Task statement:
Revise everything from the line containing "Where can the white louvered" down to the end of the material, replacing "each instance" with "every instance" and leaving all else unchanged. Return only those lines.
%%
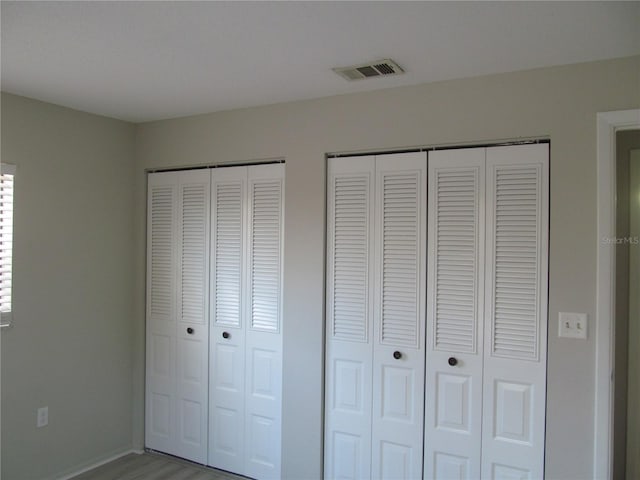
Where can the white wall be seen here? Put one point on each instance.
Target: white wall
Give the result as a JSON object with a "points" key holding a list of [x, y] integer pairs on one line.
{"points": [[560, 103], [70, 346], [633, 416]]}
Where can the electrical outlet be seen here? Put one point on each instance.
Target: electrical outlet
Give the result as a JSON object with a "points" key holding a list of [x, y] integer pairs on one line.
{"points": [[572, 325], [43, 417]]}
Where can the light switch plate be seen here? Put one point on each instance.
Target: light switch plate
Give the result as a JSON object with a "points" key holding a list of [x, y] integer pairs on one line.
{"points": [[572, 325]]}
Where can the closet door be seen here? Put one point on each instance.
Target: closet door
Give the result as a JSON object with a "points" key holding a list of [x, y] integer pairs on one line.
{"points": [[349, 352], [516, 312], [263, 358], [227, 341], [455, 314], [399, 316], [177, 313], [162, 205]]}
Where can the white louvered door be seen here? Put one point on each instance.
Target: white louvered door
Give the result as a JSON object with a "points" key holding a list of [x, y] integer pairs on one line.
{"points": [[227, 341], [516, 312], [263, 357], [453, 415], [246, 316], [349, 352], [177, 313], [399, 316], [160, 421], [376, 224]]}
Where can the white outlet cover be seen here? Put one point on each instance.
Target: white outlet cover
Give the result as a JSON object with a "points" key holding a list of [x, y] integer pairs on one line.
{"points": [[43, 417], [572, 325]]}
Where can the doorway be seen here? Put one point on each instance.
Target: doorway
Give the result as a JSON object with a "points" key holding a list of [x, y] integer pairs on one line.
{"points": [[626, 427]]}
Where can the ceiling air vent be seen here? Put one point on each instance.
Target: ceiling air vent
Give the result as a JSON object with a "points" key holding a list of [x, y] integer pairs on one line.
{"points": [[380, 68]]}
%%
Answer to this task:
Where can the white louvered door be seen here? Put one point on every instance.
Target: white louvered door
Give the result as a JSON object with a "points" key holding a list of [x, y] integer pairs on one line.
{"points": [[227, 341], [516, 312], [263, 357], [453, 415], [246, 316], [349, 352], [177, 313], [399, 316], [160, 421], [376, 224]]}
Where can the white outlet cover be seen here? Put one point on every instance.
Target: white outlet cover
Give the result as a JSON object with a "points" key holding a list of [x, y] integer pairs on one line.
{"points": [[43, 417], [572, 325]]}
Where can the doorway be seen here? Put one point on every instance.
Target: doorway
Give the result as a JSON object with a "points" key holding a list of [x, y] integer pairs on one line.
{"points": [[626, 427]]}
Where can the ceiling air vent be seen here? Put one point on every instance.
Target: ceiling air vent
Give the result as a JSON object with a "points" key holding a list of [x, y] integer pairs on one line.
{"points": [[380, 68]]}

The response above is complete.